§ Information given
--- START ---

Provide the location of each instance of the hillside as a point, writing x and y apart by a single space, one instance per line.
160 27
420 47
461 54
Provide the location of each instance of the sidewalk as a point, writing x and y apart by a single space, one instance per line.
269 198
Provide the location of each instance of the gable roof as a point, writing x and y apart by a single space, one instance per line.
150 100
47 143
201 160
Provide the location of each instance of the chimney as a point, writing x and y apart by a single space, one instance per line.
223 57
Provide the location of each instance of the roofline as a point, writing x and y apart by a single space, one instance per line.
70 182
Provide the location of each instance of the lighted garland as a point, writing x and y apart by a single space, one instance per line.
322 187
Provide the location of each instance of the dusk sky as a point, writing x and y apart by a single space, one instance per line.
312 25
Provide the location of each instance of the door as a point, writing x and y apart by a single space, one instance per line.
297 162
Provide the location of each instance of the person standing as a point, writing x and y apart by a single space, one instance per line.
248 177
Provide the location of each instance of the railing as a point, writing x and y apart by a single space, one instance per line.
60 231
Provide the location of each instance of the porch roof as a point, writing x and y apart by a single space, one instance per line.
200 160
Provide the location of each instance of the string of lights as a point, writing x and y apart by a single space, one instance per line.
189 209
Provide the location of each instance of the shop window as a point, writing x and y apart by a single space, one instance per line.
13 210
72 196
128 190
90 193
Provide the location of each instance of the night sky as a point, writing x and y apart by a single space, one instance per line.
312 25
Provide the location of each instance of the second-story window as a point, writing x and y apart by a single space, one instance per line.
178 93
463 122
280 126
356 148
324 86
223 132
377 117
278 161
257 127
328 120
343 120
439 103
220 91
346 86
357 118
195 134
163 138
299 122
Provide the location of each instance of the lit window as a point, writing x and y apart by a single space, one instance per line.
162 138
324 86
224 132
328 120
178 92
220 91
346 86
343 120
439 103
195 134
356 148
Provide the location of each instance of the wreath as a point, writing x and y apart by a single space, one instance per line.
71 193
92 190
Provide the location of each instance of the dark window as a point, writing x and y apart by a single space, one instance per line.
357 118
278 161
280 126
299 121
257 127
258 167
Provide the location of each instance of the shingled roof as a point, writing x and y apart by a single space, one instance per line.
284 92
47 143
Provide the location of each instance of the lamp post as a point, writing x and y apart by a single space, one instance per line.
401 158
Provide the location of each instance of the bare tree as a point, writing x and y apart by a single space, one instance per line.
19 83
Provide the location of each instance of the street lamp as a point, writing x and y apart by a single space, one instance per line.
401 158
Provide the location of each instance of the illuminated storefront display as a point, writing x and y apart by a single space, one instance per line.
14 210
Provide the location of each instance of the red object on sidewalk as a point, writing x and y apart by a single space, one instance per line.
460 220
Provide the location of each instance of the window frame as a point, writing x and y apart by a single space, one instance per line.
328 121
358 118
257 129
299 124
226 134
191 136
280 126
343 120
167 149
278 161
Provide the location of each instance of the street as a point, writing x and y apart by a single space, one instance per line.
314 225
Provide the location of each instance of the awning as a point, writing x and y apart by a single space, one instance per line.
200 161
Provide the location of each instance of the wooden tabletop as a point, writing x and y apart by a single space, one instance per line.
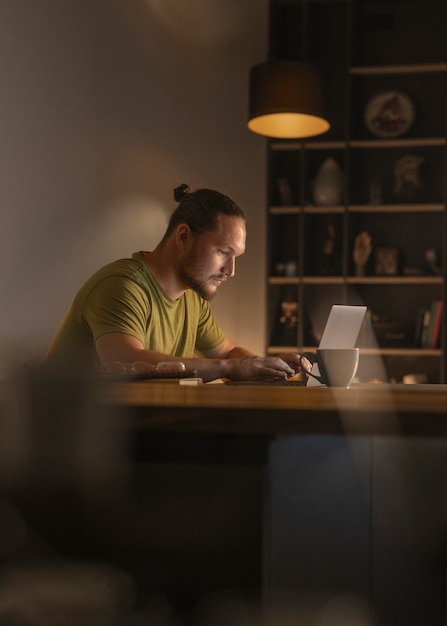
218 408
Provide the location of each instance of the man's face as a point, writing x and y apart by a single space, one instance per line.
210 258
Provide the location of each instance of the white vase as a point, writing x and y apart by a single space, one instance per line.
328 184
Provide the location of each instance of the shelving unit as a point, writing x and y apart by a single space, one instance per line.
366 48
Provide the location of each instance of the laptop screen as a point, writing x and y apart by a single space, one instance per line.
341 331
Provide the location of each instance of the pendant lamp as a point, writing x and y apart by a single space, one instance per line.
286 100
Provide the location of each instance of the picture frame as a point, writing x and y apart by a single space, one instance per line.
387 261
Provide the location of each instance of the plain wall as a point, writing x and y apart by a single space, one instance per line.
106 106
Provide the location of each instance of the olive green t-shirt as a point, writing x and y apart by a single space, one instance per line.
124 297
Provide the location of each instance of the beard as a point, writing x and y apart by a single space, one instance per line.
201 287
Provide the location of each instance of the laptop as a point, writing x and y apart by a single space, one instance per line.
341 331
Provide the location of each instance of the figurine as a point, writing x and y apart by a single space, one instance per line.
361 252
407 177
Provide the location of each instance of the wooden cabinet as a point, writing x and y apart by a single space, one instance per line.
385 65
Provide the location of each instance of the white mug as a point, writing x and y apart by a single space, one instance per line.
337 366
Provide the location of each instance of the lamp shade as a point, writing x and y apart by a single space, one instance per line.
286 100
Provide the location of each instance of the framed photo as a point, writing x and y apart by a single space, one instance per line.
387 261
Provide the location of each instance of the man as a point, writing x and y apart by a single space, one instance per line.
155 306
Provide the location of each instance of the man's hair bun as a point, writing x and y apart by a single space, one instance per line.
180 192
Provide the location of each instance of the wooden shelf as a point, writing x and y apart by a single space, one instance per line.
382 70
359 62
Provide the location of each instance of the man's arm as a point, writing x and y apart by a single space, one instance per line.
225 361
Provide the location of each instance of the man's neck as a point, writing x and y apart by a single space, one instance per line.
159 262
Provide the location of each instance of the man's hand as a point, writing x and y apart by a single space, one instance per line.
267 368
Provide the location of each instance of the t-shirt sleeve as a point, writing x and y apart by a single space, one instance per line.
209 333
116 305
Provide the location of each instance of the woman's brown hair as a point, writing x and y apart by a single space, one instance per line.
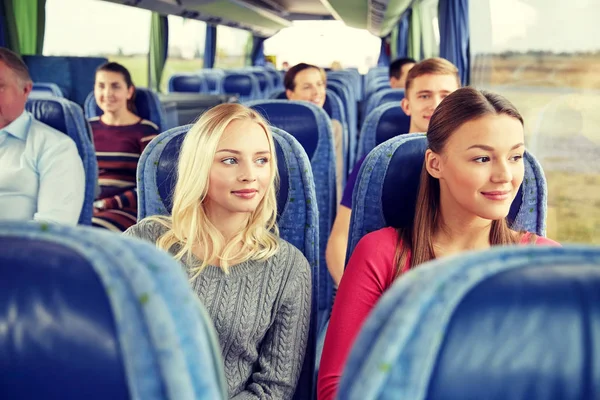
461 106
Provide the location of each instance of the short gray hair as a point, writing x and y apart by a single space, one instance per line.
15 63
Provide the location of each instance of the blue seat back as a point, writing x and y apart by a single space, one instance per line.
147 105
45 89
311 126
296 205
385 122
382 97
74 76
245 85
213 79
67 117
387 185
91 314
349 103
518 323
189 83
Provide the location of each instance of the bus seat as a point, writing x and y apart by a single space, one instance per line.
349 103
213 79
67 117
387 185
334 107
88 314
519 323
44 90
189 83
245 85
278 95
74 76
311 126
382 97
147 106
296 202
383 123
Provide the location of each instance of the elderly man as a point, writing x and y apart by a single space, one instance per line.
41 173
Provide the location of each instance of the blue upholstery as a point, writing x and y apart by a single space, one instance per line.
387 185
73 75
311 126
382 97
334 107
88 314
147 106
349 103
245 85
519 323
296 202
278 95
45 89
213 79
67 117
385 122
192 83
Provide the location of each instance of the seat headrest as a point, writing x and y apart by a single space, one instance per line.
241 84
301 119
383 123
186 83
519 322
90 314
388 182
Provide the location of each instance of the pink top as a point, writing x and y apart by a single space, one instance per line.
369 273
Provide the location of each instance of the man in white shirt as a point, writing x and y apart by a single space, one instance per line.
41 173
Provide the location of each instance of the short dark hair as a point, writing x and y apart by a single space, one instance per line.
396 66
290 75
15 63
112 66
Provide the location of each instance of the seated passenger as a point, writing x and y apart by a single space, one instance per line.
427 84
41 173
308 82
256 286
398 71
120 137
472 172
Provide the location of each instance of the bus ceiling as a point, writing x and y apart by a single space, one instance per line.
266 17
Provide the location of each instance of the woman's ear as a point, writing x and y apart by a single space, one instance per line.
433 163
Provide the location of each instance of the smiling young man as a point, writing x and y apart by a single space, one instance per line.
41 174
427 84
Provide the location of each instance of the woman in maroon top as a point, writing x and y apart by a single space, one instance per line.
472 172
120 136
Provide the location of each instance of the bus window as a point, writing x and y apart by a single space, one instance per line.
324 43
546 60
233 47
186 47
94 28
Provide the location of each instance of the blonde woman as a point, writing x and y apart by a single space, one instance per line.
255 285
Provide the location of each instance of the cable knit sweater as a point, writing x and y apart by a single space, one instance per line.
261 312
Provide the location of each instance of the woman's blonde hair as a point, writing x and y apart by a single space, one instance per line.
189 224
461 106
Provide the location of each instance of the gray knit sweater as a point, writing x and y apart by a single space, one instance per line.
261 312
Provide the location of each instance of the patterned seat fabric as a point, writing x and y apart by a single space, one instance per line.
96 315
516 323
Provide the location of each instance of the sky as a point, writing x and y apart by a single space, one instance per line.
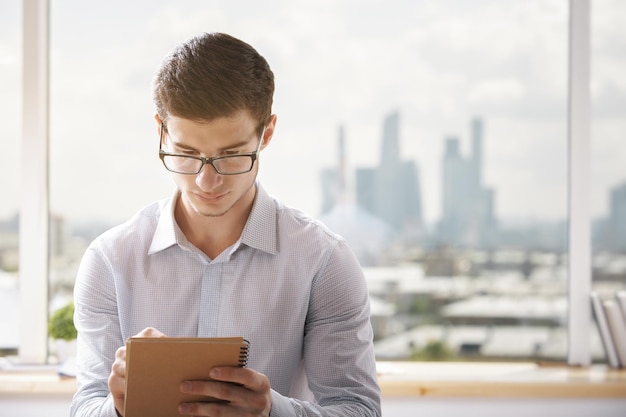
336 62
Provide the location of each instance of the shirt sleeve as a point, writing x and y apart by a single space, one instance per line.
99 336
338 352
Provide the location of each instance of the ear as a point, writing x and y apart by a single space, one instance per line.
158 121
269 130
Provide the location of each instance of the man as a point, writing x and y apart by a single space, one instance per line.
223 258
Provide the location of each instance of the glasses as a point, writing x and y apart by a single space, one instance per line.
223 165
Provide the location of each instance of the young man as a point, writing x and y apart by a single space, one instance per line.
223 258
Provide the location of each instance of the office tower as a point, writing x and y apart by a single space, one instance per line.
391 191
468 217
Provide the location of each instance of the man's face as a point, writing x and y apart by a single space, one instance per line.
208 193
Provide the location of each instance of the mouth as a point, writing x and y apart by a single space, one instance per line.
210 198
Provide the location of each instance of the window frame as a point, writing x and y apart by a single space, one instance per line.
34 209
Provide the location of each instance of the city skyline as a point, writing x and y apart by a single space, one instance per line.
439 63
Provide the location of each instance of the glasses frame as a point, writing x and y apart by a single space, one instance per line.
208 161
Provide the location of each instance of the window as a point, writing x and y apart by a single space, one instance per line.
459 107
608 128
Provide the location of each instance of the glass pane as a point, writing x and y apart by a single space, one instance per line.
10 170
431 134
608 130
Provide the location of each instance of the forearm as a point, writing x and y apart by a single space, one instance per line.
290 407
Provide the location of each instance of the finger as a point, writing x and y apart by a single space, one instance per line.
247 377
150 332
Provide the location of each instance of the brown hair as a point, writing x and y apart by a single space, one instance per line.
213 75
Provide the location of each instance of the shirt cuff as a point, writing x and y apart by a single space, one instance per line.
281 406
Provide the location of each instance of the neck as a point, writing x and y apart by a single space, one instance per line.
213 234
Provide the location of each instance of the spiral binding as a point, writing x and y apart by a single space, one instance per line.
243 354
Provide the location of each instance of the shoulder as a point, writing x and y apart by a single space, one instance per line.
292 220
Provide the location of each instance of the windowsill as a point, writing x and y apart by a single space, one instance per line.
414 379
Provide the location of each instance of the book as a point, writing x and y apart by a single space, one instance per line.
617 327
603 328
156 366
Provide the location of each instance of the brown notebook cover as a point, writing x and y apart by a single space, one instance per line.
155 368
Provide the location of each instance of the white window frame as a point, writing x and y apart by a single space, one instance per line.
34 211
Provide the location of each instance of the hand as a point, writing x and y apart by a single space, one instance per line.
117 378
245 391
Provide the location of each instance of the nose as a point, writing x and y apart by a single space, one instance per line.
208 178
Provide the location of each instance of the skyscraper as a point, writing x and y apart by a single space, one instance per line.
468 216
391 191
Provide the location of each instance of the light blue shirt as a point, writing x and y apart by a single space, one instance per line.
289 285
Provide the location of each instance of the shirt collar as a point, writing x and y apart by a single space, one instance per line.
260 231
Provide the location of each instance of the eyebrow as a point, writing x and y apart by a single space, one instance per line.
191 148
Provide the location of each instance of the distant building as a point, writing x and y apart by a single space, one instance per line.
468 217
391 191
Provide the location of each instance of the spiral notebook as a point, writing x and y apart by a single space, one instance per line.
155 368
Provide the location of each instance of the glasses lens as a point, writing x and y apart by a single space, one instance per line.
233 164
182 164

--- END ---

§ What needs to be done
In the records above, return only the line that contains "Provide the location of each instance of the shirt collar" and every line after it through the last, exactly as they appear.

§ The response
Provide the location of each instance of the shirt collar as a point, writing x and y apart by a single space, one instance per line.
260 231
Provide the location of each instance of the eyebrow as a point, writing x and y apart by a single space, one instance per line.
191 148
Provide the location of each instance of the distant building as a point, writing x and y apart by a single space, one instance per line.
468 217
391 191
Provide the location of each instance of the spiral notebook as a point, writing x and y apart by a single space, one instance per line.
155 368
Provide the location of each instance of the glasses lens as a point, writing x and y apart by a single space, one instance per line.
233 164
182 164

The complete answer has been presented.